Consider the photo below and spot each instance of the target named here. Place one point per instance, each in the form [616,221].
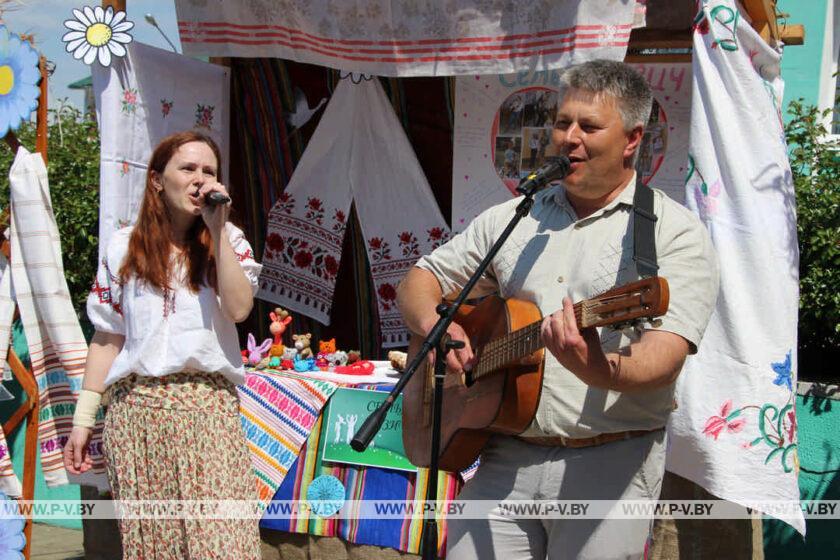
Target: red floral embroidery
[315,210]
[247,255]
[286,203]
[437,237]
[340,221]
[716,424]
[303,259]
[309,257]
[380,249]
[408,243]
[388,295]
[104,295]
[275,242]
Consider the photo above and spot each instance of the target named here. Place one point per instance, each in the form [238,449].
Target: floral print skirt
[179,437]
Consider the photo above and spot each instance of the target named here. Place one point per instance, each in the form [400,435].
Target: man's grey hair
[622,82]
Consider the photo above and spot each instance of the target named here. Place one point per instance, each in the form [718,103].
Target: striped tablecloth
[281,417]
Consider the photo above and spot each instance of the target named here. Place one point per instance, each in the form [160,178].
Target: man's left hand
[578,351]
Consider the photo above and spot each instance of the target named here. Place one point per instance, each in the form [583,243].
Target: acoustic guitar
[501,393]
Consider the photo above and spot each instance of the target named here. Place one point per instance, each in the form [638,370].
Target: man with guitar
[598,428]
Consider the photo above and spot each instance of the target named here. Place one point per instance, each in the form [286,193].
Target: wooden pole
[41,122]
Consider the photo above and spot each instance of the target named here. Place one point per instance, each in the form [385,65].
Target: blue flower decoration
[19,77]
[12,539]
[325,495]
[783,373]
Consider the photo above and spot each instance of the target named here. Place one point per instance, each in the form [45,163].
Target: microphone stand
[439,340]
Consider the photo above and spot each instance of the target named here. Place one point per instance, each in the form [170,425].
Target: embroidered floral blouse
[167,332]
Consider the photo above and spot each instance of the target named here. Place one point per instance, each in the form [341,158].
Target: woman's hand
[76,451]
[214,215]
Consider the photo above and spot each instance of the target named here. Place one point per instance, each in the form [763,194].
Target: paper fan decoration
[325,495]
[12,540]
[97,33]
[19,76]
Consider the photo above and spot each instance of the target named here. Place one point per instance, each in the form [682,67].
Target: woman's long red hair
[150,244]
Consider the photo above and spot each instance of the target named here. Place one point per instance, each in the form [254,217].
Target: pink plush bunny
[256,353]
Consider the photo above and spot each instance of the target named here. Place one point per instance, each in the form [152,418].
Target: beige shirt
[551,254]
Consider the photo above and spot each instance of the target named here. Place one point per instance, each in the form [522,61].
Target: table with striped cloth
[278,411]
[284,445]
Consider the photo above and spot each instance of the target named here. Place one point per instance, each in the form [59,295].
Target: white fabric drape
[359,153]
[34,280]
[141,98]
[734,430]
[412,38]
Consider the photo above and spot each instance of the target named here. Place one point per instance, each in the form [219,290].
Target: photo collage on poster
[523,133]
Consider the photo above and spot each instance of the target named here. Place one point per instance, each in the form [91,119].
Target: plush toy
[305,364]
[302,345]
[398,359]
[256,353]
[338,358]
[326,346]
[277,351]
[280,318]
[321,361]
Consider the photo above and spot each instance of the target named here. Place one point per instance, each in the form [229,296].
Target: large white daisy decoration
[97,33]
[19,77]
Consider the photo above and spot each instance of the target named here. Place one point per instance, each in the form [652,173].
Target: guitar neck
[643,299]
[515,345]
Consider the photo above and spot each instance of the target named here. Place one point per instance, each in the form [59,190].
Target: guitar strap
[644,247]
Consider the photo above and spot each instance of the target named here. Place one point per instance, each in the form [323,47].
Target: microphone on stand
[554,168]
[216,198]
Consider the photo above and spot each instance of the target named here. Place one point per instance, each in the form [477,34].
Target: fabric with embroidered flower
[359,154]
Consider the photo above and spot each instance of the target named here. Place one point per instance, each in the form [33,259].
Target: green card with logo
[345,414]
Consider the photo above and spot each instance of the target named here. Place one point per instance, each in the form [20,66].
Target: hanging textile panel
[140,99]
[360,154]
[436,38]
[734,428]
[34,280]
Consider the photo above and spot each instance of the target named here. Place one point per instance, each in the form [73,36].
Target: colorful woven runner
[278,410]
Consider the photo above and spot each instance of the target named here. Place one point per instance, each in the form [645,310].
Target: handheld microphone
[554,168]
[216,198]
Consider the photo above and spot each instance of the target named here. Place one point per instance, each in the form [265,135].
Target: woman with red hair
[166,297]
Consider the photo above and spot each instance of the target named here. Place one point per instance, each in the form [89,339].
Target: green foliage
[73,171]
[815,163]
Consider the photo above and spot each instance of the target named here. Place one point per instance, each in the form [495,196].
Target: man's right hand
[76,451]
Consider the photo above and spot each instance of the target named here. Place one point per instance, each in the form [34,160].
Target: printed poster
[345,414]
[503,126]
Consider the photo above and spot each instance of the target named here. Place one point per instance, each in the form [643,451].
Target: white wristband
[86,408]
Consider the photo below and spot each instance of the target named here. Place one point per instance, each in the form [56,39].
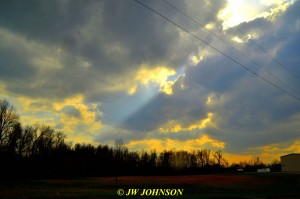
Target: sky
[102,70]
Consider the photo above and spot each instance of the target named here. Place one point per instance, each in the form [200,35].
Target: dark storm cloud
[248,111]
[114,37]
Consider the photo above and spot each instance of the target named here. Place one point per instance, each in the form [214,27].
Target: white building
[290,162]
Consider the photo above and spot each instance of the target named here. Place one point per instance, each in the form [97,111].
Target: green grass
[247,185]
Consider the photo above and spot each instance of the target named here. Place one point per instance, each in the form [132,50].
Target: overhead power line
[230,45]
[259,46]
[222,53]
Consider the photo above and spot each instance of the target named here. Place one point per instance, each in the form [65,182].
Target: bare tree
[8,121]
[218,155]
[119,154]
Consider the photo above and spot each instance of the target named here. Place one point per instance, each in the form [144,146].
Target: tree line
[41,151]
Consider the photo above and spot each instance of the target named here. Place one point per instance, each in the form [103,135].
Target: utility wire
[258,46]
[222,53]
[203,27]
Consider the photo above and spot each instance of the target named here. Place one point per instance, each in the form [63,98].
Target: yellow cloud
[172,127]
[237,12]
[237,39]
[210,26]
[236,158]
[169,144]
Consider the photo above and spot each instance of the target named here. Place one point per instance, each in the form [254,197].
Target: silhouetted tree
[9,119]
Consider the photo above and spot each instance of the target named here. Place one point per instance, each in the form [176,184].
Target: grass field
[244,185]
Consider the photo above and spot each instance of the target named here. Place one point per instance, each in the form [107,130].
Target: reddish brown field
[250,185]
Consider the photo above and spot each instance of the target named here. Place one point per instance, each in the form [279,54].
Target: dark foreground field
[247,185]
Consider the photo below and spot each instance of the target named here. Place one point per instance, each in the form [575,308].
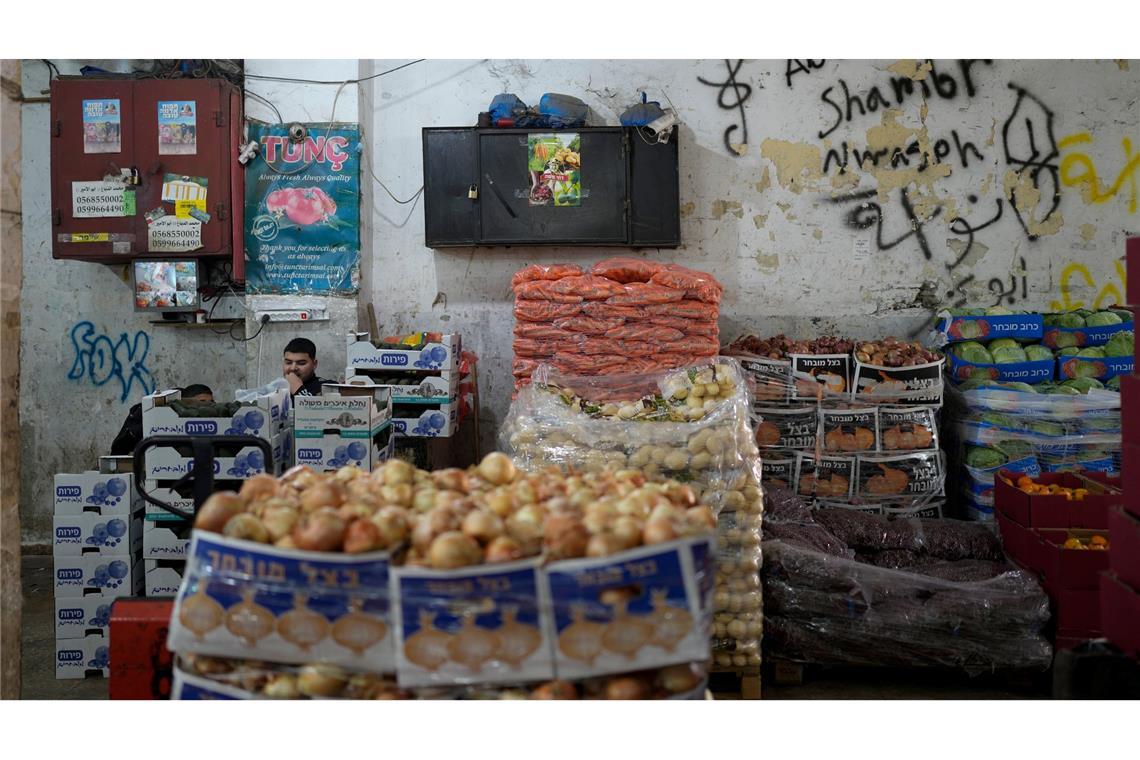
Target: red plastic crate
[140,663]
[1056,511]
[1121,613]
[1124,557]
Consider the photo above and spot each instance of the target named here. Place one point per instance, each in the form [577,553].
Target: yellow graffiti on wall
[1110,293]
[1079,170]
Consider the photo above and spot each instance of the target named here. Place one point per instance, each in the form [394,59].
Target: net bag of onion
[490,578]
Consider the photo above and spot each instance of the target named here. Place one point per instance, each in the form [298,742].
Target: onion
[279,522]
[363,536]
[247,528]
[319,531]
[626,687]
[497,468]
[217,512]
[259,487]
[454,549]
[482,524]
[324,493]
[322,679]
[392,523]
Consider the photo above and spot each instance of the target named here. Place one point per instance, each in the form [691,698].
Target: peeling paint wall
[827,195]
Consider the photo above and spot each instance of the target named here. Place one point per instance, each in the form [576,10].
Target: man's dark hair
[301,345]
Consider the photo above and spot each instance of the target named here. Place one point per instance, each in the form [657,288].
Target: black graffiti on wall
[732,95]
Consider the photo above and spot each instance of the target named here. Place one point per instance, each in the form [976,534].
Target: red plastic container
[1124,557]
[1056,511]
[1121,613]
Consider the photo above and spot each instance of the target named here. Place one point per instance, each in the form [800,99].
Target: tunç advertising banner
[302,211]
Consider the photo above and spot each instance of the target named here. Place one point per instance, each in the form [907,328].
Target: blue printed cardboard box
[481,624]
[642,609]
[245,599]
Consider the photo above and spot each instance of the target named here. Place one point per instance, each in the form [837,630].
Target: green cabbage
[1102,319]
[1009,356]
[1121,344]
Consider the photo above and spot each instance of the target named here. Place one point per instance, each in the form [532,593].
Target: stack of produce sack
[848,422]
[845,587]
[1042,398]
[690,425]
[485,582]
[621,316]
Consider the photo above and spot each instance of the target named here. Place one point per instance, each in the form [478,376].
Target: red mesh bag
[589,287]
[644,332]
[626,269]
[689,309]
[609,311]
[544,311]
[545,291]
[588,325]
[643,294]
[695,285]
[544,272]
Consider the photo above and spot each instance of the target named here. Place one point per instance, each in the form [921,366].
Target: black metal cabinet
[477,190]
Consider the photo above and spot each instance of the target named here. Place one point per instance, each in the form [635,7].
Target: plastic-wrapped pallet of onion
[489,578]
[690,424]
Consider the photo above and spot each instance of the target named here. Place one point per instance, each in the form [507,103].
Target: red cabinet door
[91,137]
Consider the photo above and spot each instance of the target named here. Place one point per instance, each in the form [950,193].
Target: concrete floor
[39,678]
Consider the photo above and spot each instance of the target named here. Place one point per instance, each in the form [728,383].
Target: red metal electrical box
[151,132]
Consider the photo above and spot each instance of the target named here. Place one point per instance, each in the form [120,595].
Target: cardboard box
[167,463]
[75,618]
[111,493]
[165,540]
[263,418]
[434,357]
[1056,511]
[293,606]
[79,658]
[163,577]
[95,574]
[332,451]
[1120,613]
[95,533]
[1124,554]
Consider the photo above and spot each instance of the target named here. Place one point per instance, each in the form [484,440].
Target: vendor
[301,367]
[131,432]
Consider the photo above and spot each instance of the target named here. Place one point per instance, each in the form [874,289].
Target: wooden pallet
[735,683]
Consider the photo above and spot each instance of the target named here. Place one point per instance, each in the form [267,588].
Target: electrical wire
[315,81]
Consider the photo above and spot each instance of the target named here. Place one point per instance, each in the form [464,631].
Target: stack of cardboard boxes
[1120,588]
[165,537]
[97,541]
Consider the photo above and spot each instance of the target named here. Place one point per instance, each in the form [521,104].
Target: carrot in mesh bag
[608,311]
[643,294]
[545,291]
[544,311]
[544,272]
[588,325]
[644,332]
[540,332]
[589,287]
[687,308]
[697,285]
[626,269]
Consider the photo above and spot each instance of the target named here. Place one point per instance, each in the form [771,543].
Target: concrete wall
[998,211]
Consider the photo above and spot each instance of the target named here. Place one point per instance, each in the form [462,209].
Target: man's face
[301,365]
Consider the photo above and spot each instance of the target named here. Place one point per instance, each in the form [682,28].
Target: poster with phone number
[302,211]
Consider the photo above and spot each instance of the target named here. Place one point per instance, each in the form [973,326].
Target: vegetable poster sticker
[302,211]
[178,130]
[554,162]
[102,127]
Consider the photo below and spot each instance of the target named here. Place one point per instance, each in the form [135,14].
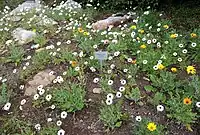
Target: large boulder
[23,36]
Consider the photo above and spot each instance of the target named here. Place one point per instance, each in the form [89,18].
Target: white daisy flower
[61,132]
[59,123]
[23,101]
[7,107]
[63,115]
[123,82]
[118,94]
[160,108]
[36,96]
[48,97]
[110,82]
[138,118]
[96,80]
[109,101]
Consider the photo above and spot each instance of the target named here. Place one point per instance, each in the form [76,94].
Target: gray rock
[42,78]
[69,4]
[97,90]
[26,6]
[23,36]
[47,22]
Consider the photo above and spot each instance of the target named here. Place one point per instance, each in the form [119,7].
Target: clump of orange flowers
[187,101]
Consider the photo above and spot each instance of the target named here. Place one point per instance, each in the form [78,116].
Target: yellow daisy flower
[161,67]
[173,69]
[191,70]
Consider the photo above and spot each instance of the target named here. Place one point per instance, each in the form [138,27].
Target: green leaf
[149,88]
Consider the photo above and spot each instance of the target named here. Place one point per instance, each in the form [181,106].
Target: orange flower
[187,101]
[73,63]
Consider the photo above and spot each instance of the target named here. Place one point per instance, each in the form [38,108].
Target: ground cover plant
[148,84]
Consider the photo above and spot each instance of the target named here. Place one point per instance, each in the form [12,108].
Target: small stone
[97,90]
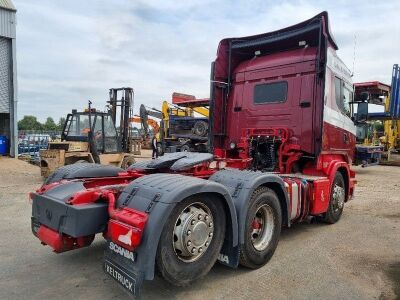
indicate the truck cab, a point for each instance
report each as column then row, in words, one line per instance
column 283, row 99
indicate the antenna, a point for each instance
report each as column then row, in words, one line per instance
column 354, row 53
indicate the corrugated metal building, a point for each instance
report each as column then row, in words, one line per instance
column 8, row 75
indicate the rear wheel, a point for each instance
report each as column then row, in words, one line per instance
column 263, row 228
column 336, row 203
column 191, row 240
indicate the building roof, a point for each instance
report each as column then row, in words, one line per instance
column 7, row 4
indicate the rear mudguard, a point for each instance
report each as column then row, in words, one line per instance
column 157, row 195
column 241, row 184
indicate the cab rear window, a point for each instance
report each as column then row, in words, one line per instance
column 270, row 92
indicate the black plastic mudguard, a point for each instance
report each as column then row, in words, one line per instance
column 241, row 184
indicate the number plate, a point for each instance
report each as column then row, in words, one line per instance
column 123, row 277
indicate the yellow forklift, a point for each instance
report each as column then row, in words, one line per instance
column 91, row 136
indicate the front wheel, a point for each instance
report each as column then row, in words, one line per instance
column 191, row 240
column 262, row 228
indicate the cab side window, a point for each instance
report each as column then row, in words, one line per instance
column 270, row 92
column 343, row 96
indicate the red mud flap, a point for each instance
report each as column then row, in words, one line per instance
column 119, row 263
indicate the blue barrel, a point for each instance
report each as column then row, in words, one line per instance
column 3, row 145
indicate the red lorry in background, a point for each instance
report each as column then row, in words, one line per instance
column 281, row 145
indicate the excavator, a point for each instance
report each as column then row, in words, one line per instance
column 145, row 139
column 183, row 123
column 377, row 147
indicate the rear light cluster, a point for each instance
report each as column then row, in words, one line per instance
column 61, row 242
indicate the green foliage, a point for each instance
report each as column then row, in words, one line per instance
column 31, row 123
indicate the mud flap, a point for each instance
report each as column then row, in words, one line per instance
column 229, row 256
column 122, row 269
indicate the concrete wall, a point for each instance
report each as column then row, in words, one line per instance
column 8, row 30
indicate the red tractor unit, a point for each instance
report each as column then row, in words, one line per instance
column 281, row 145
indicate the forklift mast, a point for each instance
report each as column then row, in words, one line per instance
column 122, row 99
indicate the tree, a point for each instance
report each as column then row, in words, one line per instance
column 29, row 123
column 50, row 124
column 60, row 124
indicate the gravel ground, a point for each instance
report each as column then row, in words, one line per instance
column 357, row 258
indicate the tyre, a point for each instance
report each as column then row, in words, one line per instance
column 336, row 202
column 200, row 128
column 191, row 240
column 127, row 162
column 64, row 171
column 262, row 228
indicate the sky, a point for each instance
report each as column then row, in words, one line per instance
column 69, row 52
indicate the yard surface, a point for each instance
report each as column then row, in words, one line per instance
column 357, row 258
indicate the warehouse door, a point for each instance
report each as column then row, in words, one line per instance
column 5, row 75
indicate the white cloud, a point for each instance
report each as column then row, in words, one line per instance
column 72, row 51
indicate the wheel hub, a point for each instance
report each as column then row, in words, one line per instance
column 338, row 197
column 193, row 232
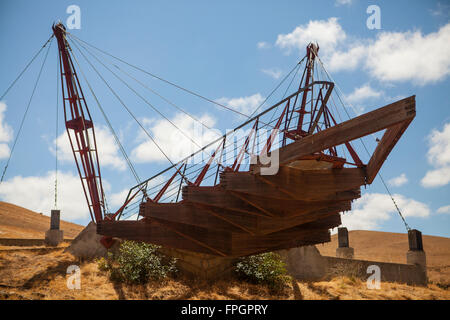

################

WHAT IS BEING ASKED = Locate each line in the rows above that contains the string "tree" and copy every such line in full.

WRITTEN REPLY =
Target: bare tree
Target: tree line
Target: silhouetted tree
indicate the tree, a point for each instance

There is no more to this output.